What you will do: Reproduce verbatim the material from its first line through the line containing "[[[38,122],[38,125],[43,124],[44,124],[44,123],[43,122]]]", both included, and leave out any pictures.

Task material:

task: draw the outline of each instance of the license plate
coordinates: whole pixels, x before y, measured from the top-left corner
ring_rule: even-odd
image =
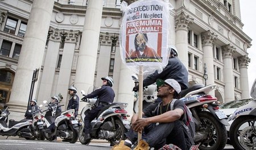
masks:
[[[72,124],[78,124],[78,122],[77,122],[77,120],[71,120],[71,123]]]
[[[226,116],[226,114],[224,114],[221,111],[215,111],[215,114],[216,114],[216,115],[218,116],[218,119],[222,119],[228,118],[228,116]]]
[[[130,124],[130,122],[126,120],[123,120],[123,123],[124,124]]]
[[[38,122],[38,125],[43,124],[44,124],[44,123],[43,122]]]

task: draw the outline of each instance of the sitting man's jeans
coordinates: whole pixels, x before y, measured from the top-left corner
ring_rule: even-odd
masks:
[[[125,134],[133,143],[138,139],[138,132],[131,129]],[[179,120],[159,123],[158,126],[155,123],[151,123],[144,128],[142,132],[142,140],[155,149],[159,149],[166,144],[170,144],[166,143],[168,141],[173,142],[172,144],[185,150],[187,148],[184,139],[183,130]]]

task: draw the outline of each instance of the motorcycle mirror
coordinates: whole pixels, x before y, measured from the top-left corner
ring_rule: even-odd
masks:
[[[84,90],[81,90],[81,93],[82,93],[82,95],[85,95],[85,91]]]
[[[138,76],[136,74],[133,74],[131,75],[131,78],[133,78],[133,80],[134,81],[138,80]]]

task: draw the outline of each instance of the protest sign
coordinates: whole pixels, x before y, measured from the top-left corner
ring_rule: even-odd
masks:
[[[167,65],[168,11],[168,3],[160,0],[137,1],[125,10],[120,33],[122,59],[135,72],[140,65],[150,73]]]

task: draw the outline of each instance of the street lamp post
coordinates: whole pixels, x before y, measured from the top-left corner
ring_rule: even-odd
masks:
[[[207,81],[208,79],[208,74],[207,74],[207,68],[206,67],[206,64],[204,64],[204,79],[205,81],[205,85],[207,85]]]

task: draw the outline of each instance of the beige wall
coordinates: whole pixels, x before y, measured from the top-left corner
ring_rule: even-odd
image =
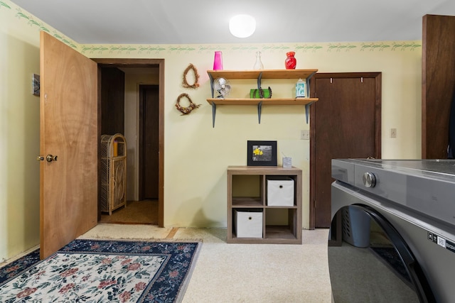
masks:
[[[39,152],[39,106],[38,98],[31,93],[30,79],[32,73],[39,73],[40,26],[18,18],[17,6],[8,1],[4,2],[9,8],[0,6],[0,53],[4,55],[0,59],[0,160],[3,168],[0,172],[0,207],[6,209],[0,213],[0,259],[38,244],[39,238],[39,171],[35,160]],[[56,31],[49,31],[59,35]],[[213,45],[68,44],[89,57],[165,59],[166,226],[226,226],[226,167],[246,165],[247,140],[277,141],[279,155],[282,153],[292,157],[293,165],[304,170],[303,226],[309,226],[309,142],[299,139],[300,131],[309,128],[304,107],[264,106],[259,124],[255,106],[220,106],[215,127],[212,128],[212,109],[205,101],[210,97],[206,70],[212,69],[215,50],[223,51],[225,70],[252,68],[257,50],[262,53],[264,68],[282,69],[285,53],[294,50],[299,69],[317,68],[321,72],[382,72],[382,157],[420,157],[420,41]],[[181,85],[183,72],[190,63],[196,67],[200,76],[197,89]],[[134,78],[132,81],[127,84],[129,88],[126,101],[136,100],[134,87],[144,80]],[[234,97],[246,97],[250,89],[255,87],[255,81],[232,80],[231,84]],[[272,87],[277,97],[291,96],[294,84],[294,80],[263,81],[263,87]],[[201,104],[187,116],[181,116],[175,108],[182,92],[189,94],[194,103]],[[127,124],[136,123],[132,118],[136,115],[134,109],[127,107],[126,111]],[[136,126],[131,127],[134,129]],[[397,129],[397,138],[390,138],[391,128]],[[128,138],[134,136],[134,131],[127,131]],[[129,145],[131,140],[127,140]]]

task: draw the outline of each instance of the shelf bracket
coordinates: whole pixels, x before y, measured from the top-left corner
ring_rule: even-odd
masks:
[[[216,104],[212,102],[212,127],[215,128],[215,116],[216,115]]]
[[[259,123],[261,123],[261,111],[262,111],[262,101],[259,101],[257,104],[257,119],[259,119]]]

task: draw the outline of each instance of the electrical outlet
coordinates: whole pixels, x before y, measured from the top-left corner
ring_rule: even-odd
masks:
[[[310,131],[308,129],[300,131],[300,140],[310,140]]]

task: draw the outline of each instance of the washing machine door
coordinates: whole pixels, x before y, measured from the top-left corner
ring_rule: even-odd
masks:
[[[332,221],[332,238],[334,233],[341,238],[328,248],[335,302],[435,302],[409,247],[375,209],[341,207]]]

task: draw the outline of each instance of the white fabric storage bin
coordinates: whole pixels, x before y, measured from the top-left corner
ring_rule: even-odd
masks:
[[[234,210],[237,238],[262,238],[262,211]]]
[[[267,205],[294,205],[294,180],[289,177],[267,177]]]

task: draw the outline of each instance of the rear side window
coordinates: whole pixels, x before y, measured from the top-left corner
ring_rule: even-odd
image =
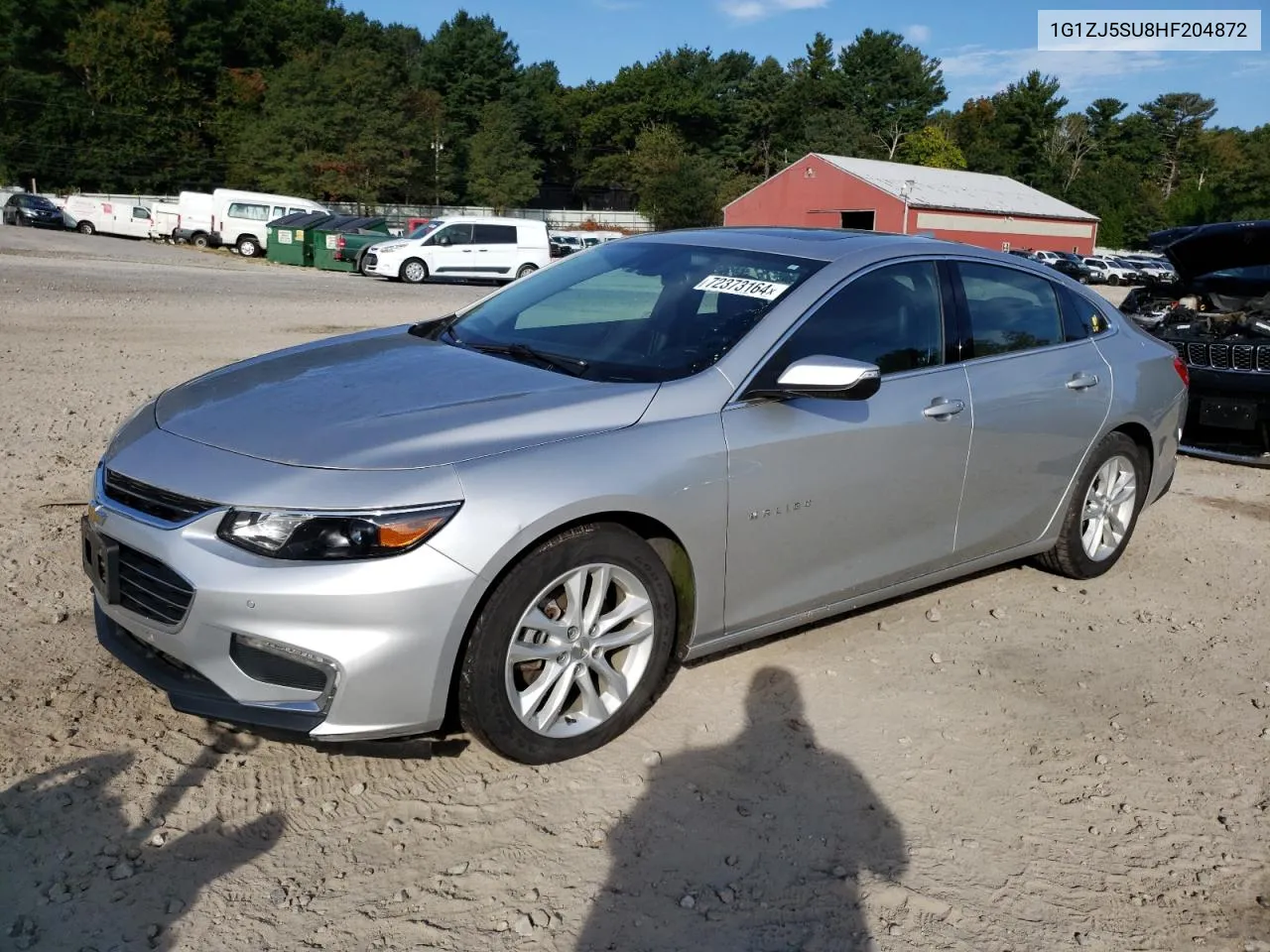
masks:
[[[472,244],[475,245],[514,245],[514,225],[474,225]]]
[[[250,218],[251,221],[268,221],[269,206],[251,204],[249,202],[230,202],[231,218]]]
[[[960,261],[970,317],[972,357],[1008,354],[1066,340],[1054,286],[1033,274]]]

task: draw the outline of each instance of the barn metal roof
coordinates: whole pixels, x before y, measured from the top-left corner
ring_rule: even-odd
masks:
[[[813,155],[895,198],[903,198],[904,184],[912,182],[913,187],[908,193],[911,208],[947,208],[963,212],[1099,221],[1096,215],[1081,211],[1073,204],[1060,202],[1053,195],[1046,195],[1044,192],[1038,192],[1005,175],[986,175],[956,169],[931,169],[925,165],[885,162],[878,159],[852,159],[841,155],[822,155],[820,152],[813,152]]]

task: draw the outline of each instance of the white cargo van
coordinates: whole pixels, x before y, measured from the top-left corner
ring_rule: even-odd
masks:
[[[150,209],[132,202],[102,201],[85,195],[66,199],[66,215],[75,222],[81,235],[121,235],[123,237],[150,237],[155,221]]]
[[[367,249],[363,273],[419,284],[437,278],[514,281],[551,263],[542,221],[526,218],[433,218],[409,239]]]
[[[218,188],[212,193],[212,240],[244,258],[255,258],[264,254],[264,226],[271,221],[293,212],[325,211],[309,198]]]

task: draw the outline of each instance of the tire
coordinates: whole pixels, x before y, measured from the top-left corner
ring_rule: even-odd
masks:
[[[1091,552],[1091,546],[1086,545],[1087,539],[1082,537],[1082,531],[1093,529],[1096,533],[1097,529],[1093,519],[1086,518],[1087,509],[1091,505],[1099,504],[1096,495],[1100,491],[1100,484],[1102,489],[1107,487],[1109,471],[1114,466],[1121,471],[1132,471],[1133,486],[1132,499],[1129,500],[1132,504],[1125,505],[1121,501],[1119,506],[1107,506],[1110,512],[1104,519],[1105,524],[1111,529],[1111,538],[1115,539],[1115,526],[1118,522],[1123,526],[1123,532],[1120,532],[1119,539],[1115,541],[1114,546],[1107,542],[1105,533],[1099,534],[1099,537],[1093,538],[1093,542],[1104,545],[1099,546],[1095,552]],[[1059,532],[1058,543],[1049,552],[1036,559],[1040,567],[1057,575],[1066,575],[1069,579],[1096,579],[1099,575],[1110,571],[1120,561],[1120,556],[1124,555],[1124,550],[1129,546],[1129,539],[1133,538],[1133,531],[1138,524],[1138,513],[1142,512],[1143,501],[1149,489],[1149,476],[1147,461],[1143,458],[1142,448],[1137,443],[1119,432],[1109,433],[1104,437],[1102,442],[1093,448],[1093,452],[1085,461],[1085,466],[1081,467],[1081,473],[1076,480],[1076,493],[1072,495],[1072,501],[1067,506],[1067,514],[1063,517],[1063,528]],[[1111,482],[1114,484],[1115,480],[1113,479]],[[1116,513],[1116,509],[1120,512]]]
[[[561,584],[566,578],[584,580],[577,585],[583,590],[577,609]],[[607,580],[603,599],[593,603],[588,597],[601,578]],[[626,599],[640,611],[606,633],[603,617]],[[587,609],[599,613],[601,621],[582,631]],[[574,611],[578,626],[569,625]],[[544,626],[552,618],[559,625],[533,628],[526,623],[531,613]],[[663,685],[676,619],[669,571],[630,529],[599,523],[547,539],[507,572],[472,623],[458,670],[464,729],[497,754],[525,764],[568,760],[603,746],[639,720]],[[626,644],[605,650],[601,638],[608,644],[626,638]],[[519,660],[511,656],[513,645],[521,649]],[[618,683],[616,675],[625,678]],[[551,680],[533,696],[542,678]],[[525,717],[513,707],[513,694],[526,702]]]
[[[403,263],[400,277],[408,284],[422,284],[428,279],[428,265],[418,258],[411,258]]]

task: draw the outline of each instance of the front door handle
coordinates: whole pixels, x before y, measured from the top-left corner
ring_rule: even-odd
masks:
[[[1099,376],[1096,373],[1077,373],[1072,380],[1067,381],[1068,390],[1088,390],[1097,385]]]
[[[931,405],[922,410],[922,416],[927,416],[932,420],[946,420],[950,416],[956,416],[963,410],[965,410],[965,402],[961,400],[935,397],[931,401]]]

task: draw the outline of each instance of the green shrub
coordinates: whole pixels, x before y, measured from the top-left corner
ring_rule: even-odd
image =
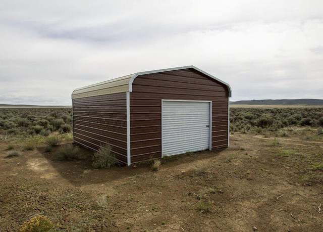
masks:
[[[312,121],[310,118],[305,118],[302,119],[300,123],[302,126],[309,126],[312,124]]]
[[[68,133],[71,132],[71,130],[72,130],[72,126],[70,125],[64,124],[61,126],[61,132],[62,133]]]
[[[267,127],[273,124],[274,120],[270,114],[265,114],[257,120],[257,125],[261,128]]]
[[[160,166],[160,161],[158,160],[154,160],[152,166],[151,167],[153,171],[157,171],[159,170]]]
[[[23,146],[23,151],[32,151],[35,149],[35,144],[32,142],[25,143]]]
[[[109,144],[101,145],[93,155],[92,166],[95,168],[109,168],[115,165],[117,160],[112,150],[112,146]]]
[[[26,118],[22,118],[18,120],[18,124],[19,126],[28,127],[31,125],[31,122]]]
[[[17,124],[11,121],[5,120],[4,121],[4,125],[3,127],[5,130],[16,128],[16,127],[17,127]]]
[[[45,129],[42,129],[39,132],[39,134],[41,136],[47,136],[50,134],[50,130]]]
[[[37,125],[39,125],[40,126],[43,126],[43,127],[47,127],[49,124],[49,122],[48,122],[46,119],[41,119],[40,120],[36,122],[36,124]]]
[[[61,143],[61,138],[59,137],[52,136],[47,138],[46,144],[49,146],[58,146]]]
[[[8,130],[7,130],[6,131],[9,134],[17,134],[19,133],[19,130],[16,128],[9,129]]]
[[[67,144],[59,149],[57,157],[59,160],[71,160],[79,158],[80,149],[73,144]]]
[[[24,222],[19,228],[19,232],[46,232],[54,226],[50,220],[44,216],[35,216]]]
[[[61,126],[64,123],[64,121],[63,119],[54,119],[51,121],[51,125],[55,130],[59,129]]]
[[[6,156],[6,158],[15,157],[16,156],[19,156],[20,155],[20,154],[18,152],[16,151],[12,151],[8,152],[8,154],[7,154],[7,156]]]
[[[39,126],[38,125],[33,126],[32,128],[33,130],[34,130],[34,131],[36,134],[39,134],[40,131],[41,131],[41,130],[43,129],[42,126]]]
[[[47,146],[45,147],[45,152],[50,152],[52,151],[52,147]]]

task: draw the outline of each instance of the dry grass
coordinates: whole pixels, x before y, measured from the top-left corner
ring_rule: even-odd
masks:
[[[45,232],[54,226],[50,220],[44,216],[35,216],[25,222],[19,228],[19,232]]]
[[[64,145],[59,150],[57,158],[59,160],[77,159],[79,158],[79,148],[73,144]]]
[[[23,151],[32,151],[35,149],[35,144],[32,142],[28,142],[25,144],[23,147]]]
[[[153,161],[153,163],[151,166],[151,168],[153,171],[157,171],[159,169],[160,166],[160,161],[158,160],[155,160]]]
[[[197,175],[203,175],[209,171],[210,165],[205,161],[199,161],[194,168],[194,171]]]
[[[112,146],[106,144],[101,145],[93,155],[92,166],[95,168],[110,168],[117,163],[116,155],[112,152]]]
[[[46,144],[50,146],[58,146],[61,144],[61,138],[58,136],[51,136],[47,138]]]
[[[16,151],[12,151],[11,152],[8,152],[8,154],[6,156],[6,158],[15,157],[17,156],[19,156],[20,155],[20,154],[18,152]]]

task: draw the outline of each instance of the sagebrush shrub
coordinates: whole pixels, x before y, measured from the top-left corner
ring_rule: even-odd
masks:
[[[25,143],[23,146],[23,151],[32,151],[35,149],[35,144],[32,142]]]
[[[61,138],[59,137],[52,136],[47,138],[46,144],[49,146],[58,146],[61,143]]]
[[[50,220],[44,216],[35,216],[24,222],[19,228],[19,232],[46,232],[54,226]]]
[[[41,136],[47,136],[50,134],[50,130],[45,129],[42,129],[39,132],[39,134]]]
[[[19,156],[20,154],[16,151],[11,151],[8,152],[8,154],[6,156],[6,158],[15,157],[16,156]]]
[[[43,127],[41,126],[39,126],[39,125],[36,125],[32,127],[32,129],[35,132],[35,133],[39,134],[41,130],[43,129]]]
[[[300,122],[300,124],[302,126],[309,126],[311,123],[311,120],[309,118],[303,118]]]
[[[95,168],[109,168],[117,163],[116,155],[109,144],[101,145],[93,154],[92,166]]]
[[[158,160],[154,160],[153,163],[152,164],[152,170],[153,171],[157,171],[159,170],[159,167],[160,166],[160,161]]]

Written response:
task: draw the outline of each instance of the license plate
coordinates: whole pixels, x before y, measured from the top-left corner
ring_rule: even-odd
image =
masks:
[[[72,124],[78,124],[78,122],[77,122],[77,120],[71,120],[71,123]]]
[[[226,116],[226,114],[224,114],[221,111],[215,111],[215,114],[216,114],[216,115],[218,116],[218,119],[222,119],[228,118],[228,116]]]
[[[130,124],[130,122],[126,120],[123,120],[123,123],[124,124]]]
[[[38,122],[38,125],[43,124],[44,124],[44,123],[43,122]]]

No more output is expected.